And I haven't even mentioned beautiful, hand-made wooden kayaks. Oh, my!

With a kayak, you can get in there where the redfish are tailin' and backin'. You can really sneak up on em in a kayak.

Yep. If you're talking about a shallow water exhibition, the kayak world MUST be represented!

Mrs. B


----------



## jabx1962 (Nov 9, 2004)

Mrs Backlasher said:


> If you're talking about a shallow water exhibition, you'd HAVE to include KAYAKS!
> 
> The shallowest running vessels of all. No gasoline or oil needed - you are your own motor!
> 
> ...


Mrs. B...Do you have a TRP on your Kayak?

See you soon. Tell Backlasher Hello..

JB.


----------



## Mrs Backlasher (Dec 19, 2004)

Howdy.

You'll have to spell it out for me. What's a TRP?


----------



## jabx1962 (Nov 9, 2004)

Mrs Backlasher said:


> Howdy.
> 
> You'll have to spell it out for me. What's a TRP?


There will be plenty of the TRP folks answering that one..

If you do get one...I want to take it out for a Ride.


----------



## Mrs Backlasher (Dec 19, 2004)

Well, just 'splain it to me in small words that I can understand. Bwahahahahaaaaa!


----------



## ssb (Sep 2, 2004)

*Ms B*

TRP is:

twin-rotating propeller


----------



## shallowgal (Jun 11, 2004)

*TRP standard op for most kayaks*

I guess, if you really think about it, kayaks do use TRPs. The mechanism that propells the vessel is and oar that rotates to push the water in a clockwise motion on one side of the kayak and then counter clockwise on the other.

In those terms, I guess my kayak has about a 1 horsepower TRP!


----------



## hardcore (May 31, 2005)

*kayaks?*

alright u just killed the thread :slimer:


----------



## fishsmart (Dec 5, 2004)

If you want to find out which boats run and can get up shallow, run the test with a hard sand bottom. 

Charles


----------



## ssb (Sep 2, 2004)

*Trp on kayak*

Shallowgal how is your holeshot?



shallowgal said:


> I guess, if you really think about it, kayaks do use TRPs. The mechanism that propells the vessel is and oar that rotates to push the water in a clockwise motion on one side of the kayak and then counter clockwise on the other.
> 
> In those terms, I guess my kayak has about a 1 horsepower TRP!

### Given information:
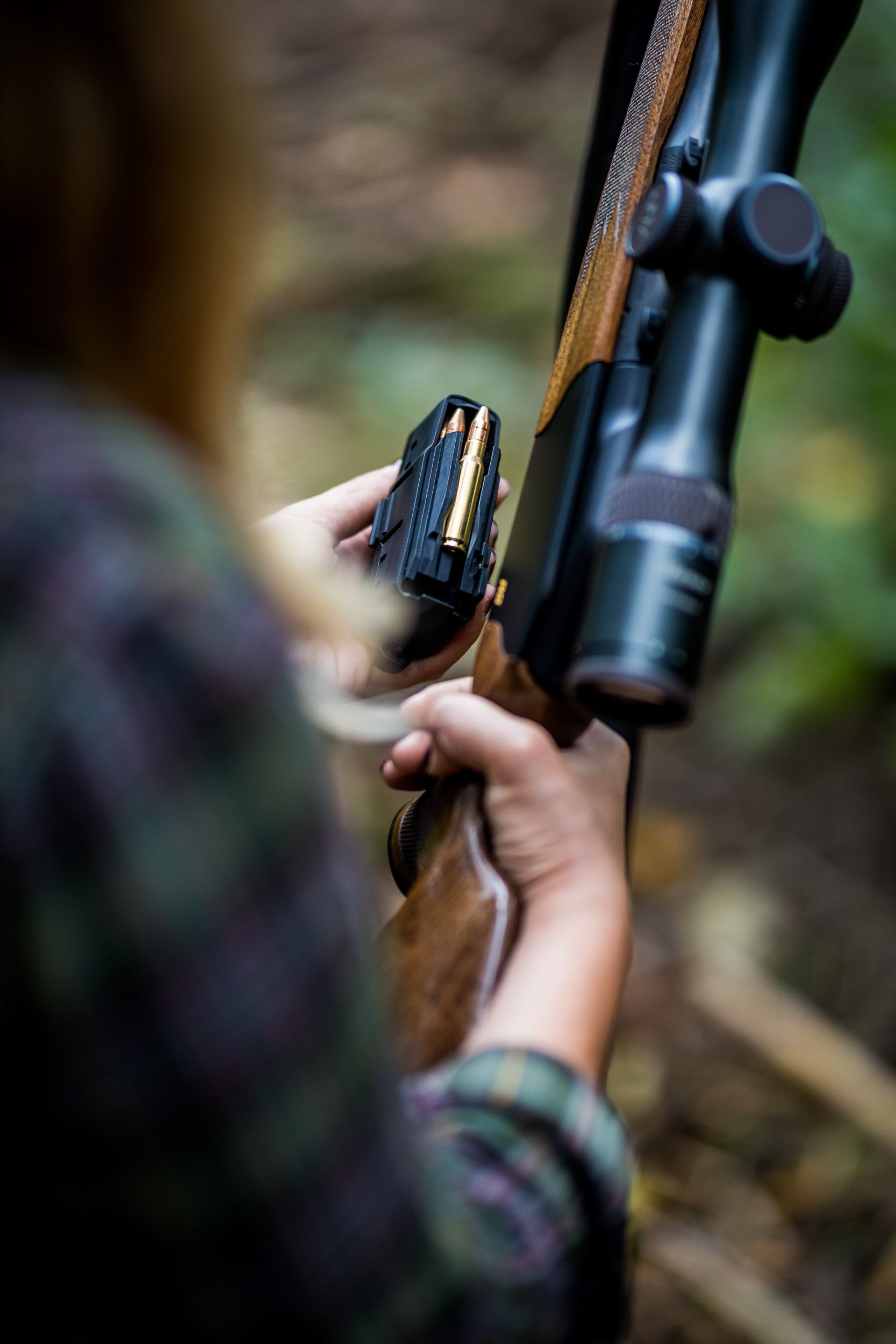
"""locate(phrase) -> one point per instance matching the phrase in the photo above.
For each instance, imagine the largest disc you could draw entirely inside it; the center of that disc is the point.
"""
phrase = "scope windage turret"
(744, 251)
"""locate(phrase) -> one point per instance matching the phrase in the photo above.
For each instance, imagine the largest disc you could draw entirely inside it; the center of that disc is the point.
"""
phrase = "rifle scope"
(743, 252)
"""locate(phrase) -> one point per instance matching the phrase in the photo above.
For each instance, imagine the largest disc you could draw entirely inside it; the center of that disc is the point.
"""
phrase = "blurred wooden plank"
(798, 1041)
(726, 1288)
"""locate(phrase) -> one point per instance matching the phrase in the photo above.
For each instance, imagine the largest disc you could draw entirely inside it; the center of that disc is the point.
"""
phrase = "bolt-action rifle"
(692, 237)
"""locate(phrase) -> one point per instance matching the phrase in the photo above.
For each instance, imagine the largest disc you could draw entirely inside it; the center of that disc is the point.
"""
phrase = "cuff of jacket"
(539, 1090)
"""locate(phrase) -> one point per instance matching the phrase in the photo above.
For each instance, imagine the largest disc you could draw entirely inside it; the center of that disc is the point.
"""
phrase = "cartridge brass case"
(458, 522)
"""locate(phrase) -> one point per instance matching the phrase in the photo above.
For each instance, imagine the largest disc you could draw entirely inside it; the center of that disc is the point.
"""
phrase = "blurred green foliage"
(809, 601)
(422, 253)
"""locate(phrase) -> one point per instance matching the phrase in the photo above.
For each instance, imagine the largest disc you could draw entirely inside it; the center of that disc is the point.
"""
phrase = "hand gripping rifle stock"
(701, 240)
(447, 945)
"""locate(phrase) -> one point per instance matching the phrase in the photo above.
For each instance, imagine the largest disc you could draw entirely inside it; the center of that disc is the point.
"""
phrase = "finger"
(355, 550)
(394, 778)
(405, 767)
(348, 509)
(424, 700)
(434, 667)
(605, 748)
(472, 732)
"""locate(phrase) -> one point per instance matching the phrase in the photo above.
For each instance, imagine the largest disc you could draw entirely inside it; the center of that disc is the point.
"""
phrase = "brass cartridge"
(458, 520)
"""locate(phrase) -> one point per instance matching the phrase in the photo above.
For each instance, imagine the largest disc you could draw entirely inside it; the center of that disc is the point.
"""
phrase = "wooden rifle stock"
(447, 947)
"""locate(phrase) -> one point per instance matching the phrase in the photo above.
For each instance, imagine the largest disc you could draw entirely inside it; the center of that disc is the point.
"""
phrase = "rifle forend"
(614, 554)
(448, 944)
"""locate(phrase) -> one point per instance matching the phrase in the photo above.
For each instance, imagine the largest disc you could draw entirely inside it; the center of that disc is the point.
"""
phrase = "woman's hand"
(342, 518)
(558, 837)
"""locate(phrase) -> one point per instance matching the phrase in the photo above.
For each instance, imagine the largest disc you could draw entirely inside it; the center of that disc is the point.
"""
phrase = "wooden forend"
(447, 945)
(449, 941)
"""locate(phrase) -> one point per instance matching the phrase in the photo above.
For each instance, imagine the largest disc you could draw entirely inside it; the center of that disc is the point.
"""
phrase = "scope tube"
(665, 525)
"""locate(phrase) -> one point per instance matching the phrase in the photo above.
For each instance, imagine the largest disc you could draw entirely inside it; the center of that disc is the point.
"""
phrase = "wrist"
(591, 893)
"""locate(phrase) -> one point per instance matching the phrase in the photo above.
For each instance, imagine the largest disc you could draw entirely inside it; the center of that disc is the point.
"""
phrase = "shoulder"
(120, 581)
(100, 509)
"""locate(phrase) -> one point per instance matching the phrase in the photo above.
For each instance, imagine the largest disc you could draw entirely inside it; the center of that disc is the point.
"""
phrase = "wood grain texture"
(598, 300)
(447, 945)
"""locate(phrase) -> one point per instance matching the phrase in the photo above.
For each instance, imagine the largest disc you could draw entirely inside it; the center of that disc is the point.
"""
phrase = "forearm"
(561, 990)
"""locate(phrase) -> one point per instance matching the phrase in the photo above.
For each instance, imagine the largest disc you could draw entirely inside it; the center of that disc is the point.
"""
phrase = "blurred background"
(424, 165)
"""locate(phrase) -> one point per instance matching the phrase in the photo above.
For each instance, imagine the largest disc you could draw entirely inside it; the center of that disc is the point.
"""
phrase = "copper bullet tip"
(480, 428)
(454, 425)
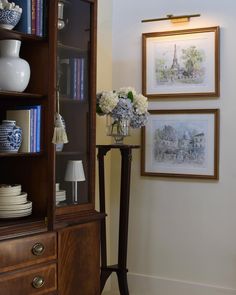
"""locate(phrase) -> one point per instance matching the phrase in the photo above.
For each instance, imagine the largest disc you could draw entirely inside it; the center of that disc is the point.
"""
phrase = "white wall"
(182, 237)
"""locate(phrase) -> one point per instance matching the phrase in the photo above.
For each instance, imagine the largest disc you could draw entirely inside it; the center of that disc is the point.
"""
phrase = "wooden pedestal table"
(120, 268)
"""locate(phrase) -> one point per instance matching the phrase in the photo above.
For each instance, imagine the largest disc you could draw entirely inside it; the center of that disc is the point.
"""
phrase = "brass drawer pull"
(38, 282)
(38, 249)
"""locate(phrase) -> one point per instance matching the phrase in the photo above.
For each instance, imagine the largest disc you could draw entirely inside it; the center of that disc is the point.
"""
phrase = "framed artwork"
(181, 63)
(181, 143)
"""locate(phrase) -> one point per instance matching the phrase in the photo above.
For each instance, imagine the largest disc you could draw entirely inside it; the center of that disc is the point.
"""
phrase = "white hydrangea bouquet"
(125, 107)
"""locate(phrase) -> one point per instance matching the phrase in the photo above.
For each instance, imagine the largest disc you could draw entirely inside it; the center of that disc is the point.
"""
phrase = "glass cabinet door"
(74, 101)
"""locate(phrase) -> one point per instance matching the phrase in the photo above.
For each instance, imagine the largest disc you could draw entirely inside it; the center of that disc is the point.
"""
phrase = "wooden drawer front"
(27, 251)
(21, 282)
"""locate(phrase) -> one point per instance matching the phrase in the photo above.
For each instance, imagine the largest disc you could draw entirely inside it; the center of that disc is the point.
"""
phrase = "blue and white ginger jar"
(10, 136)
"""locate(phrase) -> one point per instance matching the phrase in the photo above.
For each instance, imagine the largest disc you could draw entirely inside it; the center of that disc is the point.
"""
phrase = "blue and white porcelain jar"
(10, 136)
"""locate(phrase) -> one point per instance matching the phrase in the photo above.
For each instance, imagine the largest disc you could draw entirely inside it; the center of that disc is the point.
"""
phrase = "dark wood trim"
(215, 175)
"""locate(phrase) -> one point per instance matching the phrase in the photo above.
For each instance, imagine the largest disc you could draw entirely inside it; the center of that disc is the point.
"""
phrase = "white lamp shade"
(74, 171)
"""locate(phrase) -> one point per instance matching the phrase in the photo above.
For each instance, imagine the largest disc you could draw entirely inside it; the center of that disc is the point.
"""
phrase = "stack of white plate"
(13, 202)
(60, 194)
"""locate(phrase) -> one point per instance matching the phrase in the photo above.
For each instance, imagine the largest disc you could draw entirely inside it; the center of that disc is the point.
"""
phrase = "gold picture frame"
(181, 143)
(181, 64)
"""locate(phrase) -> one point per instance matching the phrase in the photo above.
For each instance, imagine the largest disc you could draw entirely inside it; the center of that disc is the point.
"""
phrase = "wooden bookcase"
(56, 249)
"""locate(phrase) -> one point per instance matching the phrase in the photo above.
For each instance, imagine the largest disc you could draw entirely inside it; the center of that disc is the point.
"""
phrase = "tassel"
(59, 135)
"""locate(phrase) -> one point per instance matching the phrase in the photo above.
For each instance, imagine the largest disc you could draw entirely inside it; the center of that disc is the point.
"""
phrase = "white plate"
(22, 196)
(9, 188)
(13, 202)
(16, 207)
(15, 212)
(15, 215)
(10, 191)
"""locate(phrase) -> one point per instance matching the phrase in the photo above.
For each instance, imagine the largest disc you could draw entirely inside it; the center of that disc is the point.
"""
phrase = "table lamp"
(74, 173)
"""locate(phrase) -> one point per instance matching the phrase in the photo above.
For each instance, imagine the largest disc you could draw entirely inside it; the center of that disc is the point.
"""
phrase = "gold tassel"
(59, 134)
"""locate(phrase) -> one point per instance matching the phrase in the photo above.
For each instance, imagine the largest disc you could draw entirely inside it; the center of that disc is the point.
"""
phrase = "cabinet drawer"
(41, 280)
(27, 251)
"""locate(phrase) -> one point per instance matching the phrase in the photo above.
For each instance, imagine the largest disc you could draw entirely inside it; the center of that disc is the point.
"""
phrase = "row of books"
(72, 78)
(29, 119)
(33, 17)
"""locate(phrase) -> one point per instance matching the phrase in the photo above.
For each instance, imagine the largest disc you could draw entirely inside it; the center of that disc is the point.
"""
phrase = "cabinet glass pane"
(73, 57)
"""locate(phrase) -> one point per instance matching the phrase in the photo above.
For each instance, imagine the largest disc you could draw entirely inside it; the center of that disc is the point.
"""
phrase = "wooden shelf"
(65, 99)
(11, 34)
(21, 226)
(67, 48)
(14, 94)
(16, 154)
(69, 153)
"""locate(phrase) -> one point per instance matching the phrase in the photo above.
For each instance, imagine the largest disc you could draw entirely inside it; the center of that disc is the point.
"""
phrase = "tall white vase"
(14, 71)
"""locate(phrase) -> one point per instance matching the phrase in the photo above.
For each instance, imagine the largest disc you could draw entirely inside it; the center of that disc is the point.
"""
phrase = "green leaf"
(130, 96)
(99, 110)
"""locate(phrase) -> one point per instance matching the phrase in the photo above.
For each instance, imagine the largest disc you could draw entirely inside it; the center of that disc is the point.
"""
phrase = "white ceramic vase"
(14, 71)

### Task 1:
Rewrite the kayak thread between "And I haven't" and "in a kayak.", inclusive, putting "speckled trout" in place of "redfish".
### Task 2:
According to the kayak thread, what does TRP stand for?
### Task 3:
Condense the paragraph of the kayak thread that begins "With a kayak, you can get in there" into one shorter sentence that keeps its main facts.

### Problem solution 1:
And I haven't even mentioned beautiful, hand-made wooden kayaks. Oh, my!

With a kayak, you can get in there where the speckled trout are tailin' and backin'. You can really sneak up on em in a kayak.

### Problem solution 2:
Twin-rotating propeller.

### Problem solution 3:
A kayak lets you get in where redfish are tailing and backing and sneak up on them.